### Exercise instructions:
1. In the ActiveMQ Artemis log excerpt, list every setting name that appears under the line "Creating SSL context with configuration".
2. Pick up the ActiveMQ Artemis log excerpt after its final line and carry it forward.

### Reading passage:
------------------------------

2021-05-07 13:54:31,857 DEBUG [org.apache.activemq.artemis.core.client.impl.ClientSessionFactoryImpl] Backup is not active, trying original connection configuration now.
2021-05-07 13:54:32,357 DEBUG [org.apache.activemq.artemis.core.client.impl.ClientSessionFactoryImpl] Trying reconnection attempt 0/1
2021-05-07 13:54:32,357 DEBUG [org.apache.activemq.artemis.core.client.impl.ClientSessionFactoryImpl] Trying to connect with connectorFactory = org.apache.activemq.artemis.core.remoting.impl.netty$NettyConnectorFactory#6cf71172, connectorConfig=TransportConfiguration(name=slave-connector, factory=org-apache-activemq-artemis-core-remoting-impl-netty-NettyConnectorFactory) ?trustStorePassword=****&port=61616&keyStorePassword=****&sslEnabled=true&host=slave-com&trustStorePath=/path/to/ssl/truststore-jks&keyStorePath=/path/to/ssl/keystore-jks
2021-05-07 13:54:32,357 DEBUG [org.apache.activemq.artemis.core.remoting.impl.netty.NettyConnector] Connector NettyConnector [host=slave.com, port=61616, httpEnabled=false$ httpUpgradeEnabled=false, useServlet=false, servletPath=/messaging/ActiveMQServlet, sslEnabled=true, useNio=true] using native epoll
2021-05-07 13:54:32,357 DEBUG [org.apache.activemq.artemis.core.client] AMQ211002: Started EPOLL Netty Connector version 4.1.51.Final to slave.com:61616
2021-05-07 13:54:32,358 DEBUG [org.apache.activemq.artemis.core.remoting.impl.netty.NettyConnector] Remote destination: slave.com/123.123.123.123:61616
2021-05-07 13:54:32,358 DEBUG [org.apache.activemq.artemis.spi.core.remoting.ssl.SSLContextFactory] Creating SSL context with configuration
trustStorePassword=****
port=61616
keyStorePassword=****
sslEnabled=true
host=slave.com
trustStorePath=/path/to/ssl/truststore.jks
keyStorePath=/path/to/ssl/keystore.jks
2021-05-07 13:54:32,448 DEBUG [org.apache.activemq.artemis.core.remoting.impl.netty.NettyConnector] Added ActiveMQClientChannelHandler to Channel with id = 77c078c2
2021-05-07 13:54:32,448 DEBUG [org.apache.activemq.artemis.core.client.impl.ClientSessionFactoryImpl] Connector towards NettyConnector [host=slave.com, port=61616, httpEnabled=false, httpUpgradeEnabled=false, useServlet=false, servletPath=/messaging/ActiveMQServlet, sslEnabled=true, useNio=true] failed
This is what slave is spamming:
2021-05-07 14:06:53,177 DEBUG [org.apache.activemq.artemis.core.server.impl.FileLockNodeManager] trying to lock position: 1
2021-05-07 14:06:53,178 DEBUG [org.apache.activemq.artemis.core.server.impl.FileLockNodeManager] failed to lock position: 1
If I attempt to telnet from master node to slave node (same if I do it from slave to slave):
[root#master]# telnet slave.com 61616
Trying 123.123.123.123...

------------------------------

### Raw data:
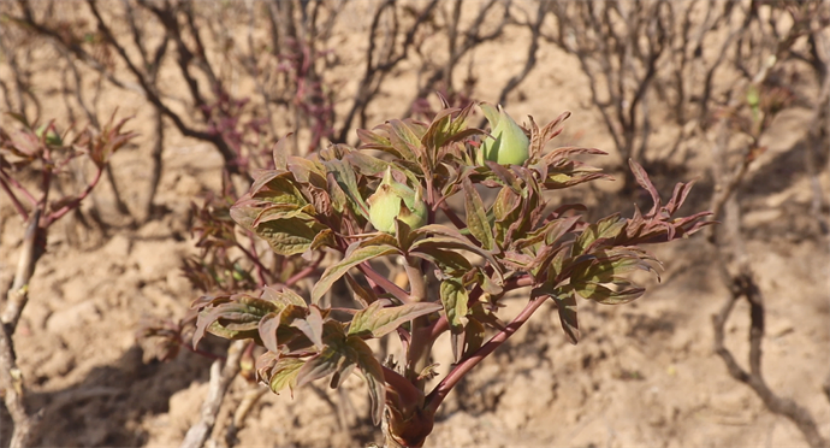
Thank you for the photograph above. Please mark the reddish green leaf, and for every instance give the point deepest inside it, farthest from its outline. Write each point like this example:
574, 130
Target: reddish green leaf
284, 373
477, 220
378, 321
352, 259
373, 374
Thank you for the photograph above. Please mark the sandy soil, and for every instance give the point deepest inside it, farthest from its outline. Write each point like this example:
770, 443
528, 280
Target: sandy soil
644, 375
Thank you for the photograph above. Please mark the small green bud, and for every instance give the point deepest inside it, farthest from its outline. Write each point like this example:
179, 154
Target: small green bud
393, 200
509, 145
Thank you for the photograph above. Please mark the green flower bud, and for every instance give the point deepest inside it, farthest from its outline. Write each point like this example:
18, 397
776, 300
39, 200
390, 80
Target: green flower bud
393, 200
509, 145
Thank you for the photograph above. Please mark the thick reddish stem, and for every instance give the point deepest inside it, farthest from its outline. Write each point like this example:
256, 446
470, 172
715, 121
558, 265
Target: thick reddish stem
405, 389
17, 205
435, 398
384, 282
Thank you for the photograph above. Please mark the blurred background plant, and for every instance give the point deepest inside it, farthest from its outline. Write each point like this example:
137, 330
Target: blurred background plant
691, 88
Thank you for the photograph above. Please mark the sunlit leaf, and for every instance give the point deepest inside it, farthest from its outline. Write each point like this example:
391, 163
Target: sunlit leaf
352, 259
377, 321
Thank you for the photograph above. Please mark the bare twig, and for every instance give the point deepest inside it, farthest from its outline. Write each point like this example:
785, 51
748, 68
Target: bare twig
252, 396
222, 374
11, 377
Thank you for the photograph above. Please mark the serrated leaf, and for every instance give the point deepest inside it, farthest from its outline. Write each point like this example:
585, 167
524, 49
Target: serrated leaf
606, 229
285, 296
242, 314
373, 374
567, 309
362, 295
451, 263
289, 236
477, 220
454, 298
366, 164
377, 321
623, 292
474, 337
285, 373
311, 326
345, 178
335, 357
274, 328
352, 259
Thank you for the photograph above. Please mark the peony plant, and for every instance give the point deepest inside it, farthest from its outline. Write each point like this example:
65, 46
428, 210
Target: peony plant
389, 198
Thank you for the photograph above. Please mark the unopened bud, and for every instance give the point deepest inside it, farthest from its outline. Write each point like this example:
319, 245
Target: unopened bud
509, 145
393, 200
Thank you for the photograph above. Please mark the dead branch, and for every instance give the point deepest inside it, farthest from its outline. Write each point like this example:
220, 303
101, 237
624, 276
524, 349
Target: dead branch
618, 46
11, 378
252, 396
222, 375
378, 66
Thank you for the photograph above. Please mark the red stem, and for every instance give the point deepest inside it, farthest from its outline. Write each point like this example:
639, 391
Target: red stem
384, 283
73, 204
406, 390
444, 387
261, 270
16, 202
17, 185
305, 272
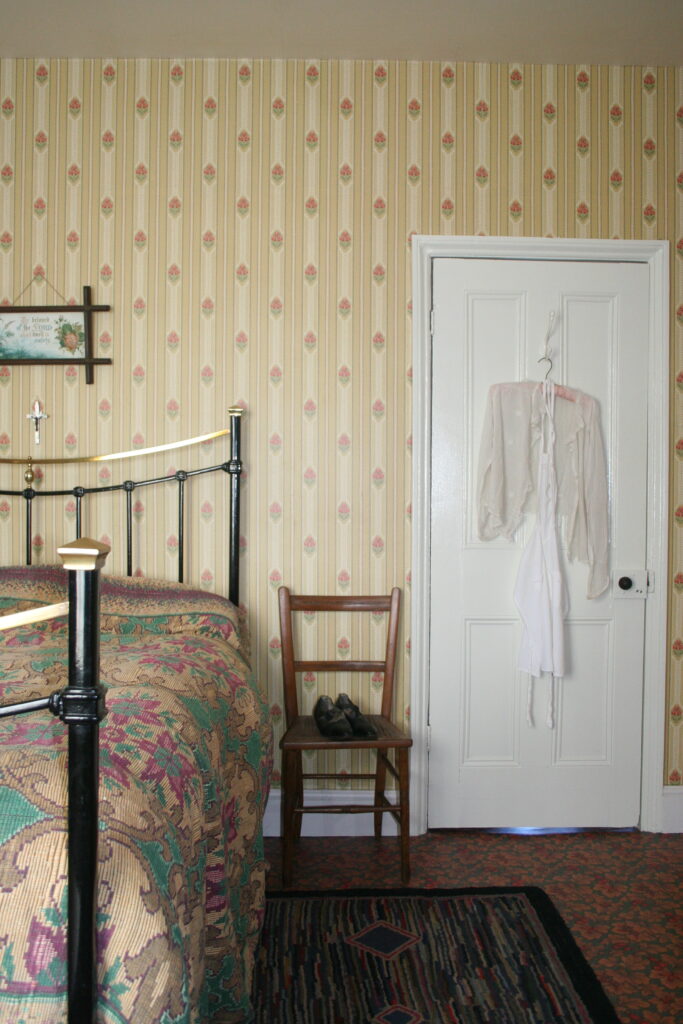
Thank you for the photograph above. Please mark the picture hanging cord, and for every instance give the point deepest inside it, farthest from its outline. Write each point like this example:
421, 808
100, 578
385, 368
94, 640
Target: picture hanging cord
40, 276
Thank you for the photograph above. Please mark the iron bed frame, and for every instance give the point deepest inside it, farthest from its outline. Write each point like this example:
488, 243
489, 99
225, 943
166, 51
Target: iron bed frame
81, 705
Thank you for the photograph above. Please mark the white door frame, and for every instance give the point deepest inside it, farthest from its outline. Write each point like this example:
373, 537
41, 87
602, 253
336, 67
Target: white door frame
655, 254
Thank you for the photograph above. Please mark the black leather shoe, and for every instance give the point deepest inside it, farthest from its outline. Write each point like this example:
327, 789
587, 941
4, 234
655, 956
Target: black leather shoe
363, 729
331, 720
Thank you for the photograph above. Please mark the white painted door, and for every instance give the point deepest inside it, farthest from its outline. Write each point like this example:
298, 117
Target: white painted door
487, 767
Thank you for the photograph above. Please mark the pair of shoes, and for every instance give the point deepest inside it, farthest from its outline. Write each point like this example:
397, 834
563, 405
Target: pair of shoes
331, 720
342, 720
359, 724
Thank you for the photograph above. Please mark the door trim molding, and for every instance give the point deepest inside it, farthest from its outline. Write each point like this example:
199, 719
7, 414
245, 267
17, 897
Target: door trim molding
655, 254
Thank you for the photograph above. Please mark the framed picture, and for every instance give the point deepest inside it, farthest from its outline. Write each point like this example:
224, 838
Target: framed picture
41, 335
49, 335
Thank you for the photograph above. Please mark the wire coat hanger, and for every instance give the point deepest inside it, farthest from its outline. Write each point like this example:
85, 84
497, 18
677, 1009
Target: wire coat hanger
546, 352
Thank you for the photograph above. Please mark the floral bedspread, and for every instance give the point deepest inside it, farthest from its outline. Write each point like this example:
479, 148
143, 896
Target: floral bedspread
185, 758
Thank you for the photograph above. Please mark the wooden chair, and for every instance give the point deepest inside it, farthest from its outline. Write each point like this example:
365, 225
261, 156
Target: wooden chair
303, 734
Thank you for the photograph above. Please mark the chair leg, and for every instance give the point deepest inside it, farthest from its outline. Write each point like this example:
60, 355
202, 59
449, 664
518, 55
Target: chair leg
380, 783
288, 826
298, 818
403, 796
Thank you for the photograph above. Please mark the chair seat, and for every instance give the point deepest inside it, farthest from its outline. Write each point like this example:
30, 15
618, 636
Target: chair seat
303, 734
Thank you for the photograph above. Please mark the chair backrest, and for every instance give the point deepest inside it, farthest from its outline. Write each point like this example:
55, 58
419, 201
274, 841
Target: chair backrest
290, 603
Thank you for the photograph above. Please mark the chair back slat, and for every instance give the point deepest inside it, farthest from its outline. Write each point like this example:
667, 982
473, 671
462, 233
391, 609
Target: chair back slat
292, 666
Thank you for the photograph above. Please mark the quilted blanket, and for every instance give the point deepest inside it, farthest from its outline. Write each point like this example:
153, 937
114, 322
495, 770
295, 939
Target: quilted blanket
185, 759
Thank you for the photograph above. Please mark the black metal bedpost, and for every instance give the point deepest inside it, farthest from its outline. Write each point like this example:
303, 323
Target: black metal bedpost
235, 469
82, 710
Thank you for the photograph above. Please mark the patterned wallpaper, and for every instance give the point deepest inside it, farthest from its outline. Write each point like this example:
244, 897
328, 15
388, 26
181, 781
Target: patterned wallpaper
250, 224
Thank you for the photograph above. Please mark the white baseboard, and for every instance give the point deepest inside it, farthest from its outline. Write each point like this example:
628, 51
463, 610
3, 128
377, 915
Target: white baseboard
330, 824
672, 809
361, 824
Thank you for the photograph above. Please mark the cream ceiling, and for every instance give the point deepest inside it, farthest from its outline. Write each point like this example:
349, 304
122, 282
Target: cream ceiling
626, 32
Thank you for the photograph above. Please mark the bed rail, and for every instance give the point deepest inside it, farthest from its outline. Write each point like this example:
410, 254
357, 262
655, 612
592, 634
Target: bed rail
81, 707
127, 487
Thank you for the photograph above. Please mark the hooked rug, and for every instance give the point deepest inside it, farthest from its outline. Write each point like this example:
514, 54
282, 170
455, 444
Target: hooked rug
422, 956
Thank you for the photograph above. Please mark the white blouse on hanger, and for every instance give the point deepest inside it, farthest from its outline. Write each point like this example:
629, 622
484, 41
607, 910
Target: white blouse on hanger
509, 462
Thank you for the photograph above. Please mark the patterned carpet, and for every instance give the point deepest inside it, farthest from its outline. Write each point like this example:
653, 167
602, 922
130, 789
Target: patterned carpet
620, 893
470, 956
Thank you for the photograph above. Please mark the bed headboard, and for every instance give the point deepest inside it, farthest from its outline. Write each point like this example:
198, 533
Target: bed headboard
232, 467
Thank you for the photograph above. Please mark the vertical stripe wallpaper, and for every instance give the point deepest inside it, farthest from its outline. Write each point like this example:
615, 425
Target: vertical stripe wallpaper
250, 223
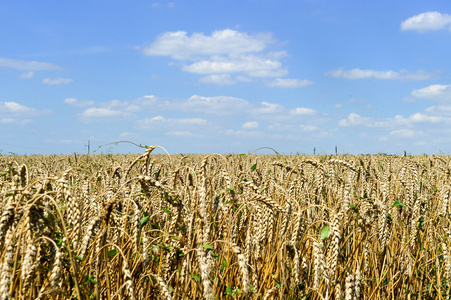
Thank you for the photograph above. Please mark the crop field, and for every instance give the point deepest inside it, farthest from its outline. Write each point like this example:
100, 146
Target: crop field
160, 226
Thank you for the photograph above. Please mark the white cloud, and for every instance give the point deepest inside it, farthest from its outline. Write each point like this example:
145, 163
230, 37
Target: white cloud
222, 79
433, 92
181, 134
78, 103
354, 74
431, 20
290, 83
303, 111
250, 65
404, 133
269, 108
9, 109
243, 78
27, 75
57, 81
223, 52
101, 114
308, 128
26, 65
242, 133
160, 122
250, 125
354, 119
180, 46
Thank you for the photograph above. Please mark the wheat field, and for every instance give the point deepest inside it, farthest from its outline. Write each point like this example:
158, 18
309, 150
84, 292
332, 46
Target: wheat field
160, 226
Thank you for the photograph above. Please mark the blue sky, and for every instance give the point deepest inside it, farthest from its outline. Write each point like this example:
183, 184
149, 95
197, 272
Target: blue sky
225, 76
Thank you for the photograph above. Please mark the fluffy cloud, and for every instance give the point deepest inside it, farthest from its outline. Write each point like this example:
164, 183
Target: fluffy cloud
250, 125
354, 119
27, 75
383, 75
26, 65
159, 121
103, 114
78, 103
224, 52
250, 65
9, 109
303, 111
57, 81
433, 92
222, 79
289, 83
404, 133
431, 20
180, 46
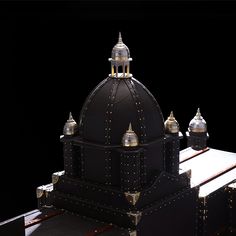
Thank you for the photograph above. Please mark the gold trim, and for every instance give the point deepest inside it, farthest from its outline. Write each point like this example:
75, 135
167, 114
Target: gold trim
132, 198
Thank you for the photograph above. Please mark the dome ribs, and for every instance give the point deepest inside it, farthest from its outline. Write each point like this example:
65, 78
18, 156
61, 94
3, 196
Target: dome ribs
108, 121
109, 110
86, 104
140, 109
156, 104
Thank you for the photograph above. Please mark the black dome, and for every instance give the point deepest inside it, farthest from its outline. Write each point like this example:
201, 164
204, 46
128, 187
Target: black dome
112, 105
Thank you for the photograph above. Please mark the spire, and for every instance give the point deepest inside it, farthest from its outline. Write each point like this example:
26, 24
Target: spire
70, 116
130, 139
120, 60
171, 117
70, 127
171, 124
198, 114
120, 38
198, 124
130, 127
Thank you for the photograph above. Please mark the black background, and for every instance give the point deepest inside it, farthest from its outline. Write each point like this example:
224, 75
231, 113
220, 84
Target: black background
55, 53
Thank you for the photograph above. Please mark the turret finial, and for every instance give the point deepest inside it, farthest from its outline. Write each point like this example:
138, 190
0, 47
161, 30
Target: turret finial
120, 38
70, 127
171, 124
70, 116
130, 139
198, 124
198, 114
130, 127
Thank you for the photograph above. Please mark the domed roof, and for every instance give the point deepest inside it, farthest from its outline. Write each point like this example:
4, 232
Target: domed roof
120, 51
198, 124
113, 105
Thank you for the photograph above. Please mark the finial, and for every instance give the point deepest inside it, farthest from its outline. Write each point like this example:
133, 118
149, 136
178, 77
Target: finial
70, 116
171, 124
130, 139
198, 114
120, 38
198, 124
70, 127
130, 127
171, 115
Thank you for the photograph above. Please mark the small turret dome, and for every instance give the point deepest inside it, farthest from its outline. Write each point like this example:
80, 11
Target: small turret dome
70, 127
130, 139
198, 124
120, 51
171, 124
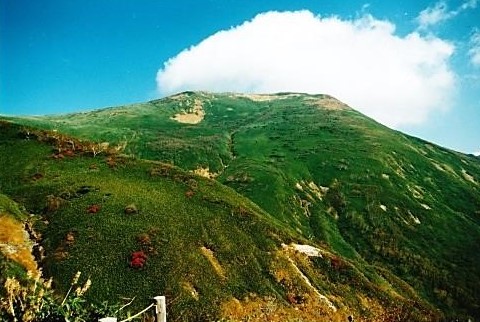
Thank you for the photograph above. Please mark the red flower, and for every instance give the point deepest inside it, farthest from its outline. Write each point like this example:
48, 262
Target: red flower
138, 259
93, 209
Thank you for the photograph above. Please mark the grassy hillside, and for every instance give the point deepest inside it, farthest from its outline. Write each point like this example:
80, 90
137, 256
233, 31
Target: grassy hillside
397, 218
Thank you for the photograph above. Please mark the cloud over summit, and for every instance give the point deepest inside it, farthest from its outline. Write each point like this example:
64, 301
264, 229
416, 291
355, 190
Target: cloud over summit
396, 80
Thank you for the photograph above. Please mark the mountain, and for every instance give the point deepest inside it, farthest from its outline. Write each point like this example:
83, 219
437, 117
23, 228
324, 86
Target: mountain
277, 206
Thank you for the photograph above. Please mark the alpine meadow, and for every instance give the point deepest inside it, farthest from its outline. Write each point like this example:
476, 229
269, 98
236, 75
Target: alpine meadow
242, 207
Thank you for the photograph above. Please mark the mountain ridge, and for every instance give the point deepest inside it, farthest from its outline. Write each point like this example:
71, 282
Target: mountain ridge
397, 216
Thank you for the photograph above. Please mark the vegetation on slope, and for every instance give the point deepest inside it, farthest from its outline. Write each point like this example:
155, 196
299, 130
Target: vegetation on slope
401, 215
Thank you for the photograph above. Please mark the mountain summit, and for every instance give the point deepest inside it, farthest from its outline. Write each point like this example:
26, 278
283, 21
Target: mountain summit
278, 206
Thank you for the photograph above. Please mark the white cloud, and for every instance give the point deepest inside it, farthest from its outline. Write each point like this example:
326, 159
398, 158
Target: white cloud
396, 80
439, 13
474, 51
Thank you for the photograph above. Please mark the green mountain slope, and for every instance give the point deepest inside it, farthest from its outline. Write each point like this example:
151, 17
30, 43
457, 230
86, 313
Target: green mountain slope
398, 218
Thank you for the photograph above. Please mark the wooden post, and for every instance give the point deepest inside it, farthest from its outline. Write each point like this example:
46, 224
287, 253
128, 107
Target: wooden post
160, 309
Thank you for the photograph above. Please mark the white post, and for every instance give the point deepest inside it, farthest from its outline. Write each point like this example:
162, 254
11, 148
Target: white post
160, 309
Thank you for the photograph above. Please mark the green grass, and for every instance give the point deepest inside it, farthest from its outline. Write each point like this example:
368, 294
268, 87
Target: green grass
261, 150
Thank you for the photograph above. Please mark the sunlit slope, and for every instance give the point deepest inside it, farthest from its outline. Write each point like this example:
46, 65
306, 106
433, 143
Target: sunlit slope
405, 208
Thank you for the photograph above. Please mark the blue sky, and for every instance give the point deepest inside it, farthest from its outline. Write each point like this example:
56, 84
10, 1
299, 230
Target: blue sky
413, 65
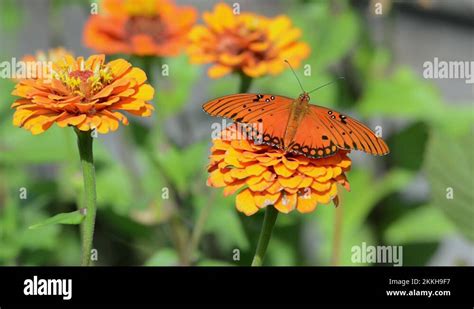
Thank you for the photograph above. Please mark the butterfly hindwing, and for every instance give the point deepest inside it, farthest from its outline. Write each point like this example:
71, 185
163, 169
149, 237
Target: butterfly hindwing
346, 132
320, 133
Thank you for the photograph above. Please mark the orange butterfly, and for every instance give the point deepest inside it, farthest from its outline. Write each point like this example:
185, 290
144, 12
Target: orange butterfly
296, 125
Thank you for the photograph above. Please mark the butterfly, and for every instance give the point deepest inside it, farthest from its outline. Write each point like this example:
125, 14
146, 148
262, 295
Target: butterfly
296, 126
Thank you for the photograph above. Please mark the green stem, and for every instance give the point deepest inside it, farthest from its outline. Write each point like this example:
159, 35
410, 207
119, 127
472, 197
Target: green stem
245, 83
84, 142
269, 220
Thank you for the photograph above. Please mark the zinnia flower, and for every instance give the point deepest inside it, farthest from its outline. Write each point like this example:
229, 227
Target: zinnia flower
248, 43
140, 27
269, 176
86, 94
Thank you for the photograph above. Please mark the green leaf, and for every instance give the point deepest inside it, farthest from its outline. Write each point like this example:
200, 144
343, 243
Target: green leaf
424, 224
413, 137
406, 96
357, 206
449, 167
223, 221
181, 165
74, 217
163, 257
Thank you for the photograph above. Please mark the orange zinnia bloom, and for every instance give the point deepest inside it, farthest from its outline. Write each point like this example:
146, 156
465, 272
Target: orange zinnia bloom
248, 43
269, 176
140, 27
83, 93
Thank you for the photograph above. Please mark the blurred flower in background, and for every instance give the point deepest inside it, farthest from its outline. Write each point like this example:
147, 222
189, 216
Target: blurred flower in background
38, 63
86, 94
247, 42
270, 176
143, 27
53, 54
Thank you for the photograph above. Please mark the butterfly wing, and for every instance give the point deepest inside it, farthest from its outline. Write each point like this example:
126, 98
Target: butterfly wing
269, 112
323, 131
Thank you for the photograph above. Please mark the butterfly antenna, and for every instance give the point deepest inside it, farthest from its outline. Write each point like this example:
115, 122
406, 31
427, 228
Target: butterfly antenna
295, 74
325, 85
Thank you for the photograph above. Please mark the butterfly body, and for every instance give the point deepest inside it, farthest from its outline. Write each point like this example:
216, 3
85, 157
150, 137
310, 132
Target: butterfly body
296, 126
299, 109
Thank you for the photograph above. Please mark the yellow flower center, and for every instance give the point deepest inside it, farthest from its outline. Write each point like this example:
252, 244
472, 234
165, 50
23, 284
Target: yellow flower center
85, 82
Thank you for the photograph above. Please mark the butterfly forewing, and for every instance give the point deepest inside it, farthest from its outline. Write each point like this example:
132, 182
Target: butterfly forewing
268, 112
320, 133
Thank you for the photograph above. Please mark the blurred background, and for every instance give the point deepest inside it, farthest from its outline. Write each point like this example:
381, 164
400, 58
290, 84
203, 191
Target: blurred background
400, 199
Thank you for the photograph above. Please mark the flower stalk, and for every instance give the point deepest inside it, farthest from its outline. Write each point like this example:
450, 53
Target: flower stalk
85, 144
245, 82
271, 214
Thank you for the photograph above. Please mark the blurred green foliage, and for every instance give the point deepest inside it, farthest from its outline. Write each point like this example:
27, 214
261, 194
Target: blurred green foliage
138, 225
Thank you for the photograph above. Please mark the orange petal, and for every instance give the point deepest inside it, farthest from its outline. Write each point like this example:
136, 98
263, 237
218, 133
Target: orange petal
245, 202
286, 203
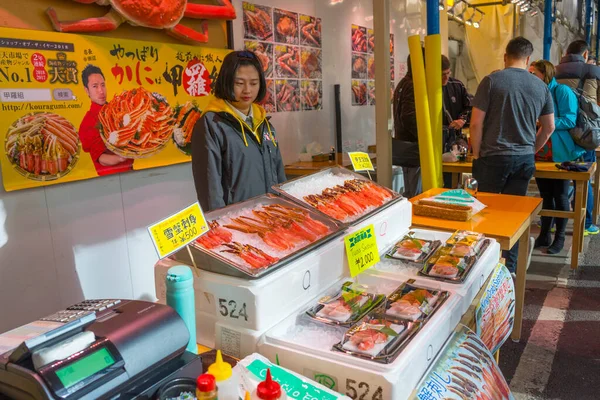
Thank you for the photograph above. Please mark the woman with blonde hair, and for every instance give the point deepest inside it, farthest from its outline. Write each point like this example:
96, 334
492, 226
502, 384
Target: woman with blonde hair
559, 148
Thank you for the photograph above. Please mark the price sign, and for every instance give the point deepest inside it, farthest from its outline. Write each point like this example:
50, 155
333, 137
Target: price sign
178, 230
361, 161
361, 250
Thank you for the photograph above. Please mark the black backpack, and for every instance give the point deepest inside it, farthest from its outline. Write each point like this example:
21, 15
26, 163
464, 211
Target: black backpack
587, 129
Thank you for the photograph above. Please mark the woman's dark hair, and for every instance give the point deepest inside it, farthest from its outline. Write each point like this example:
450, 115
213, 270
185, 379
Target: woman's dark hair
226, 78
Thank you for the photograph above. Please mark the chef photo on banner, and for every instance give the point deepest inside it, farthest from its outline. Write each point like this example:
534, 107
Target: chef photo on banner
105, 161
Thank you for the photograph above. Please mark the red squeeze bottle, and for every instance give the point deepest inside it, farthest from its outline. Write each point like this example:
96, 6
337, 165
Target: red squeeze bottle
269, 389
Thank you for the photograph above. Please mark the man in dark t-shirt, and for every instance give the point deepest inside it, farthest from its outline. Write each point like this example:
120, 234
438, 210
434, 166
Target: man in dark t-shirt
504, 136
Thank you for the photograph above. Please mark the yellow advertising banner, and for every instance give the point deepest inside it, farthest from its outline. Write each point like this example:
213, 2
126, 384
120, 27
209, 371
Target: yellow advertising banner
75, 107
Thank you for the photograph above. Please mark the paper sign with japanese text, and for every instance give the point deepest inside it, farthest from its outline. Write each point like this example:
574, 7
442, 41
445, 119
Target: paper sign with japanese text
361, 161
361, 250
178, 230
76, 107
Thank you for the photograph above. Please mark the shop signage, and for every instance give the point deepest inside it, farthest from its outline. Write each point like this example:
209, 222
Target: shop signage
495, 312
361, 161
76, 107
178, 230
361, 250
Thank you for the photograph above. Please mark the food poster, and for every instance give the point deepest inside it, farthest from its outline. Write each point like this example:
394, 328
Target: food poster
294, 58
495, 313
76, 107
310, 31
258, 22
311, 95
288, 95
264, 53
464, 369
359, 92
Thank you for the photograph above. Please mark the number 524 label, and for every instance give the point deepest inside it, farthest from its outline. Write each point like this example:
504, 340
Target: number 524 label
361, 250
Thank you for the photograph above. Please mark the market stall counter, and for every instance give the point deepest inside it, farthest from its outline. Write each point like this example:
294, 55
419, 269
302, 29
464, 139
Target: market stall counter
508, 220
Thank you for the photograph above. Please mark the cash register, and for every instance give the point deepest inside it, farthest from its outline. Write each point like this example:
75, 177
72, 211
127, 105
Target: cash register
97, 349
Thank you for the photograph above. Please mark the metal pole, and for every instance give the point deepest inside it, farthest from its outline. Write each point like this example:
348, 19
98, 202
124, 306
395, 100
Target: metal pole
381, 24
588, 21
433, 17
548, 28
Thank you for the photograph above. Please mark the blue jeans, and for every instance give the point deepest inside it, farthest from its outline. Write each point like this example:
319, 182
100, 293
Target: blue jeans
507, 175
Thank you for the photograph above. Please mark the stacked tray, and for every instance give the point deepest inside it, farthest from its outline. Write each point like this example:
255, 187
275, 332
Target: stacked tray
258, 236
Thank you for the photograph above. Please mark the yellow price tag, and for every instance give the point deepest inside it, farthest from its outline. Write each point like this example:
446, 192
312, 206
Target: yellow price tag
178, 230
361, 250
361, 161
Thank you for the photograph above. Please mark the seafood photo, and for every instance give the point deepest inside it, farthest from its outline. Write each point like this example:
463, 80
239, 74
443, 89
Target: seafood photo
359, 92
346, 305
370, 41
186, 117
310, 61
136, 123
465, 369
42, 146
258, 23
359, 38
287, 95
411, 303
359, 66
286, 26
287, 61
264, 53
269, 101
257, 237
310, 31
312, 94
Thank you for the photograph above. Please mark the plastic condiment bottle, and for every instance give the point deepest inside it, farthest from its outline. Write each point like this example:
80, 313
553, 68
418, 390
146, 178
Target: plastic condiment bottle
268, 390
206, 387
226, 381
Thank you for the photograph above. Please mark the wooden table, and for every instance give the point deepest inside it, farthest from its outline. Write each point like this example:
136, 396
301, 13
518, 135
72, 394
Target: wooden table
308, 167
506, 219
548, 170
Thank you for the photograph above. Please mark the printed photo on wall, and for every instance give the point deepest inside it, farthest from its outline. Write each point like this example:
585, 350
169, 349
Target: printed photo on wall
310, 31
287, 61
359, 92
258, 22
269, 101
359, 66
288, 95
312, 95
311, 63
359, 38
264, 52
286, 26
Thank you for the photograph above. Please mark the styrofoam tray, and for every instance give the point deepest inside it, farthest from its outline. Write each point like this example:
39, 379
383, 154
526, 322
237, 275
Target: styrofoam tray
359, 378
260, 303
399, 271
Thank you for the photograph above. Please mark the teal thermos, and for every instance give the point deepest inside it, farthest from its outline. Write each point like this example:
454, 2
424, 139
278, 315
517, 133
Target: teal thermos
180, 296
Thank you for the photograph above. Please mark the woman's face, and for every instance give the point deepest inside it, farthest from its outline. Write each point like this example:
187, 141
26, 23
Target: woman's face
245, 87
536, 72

------------------------------

### Expected results:
1. trustStorePassword, port, keyStorePassword, sslEnabled, host, trustStorePath, keyStorePath

2.
telnet: connect to address 123.123.123.123: Connection refused
However if I attempt the same telnet in that the only working cluster, I can successfully "connect" from master to slave...
Here is what I suspect:
Master acquires lock in instance/data/journal/server.lock
Master keeps trying to connect to slave server
Slave unable to start, because it cannot acquire the same server.lock on shared storage.
Master uses high CPU because of such hard-trying to connect to slave, which is not running.
What am I doing wrong?
EDIT: This is how my NFS mounts look like (taken from mount command):
some_server:/some_dir on /path/to/artemis/instance/data type nfs4 (rw,relatime,sync,vers=4.1,rsize=65536,wsize=65536,namlen=255,acregmin=0,acregmax=0,acdirmin=0,acdirmax=0,soft,noac,proto=tcp,timeo=50,retrans=1,sec=sys,clientaddr=123.123.123.123,local_lock=none,addr=123.123.123.123)

Turns out issue was in broker.xml configuration. In static-connectors I somehow decided to list only a "non-current server" (e.g. I have srv0 and srv1 - in srv0 I only added connector of srv1 and vice versa).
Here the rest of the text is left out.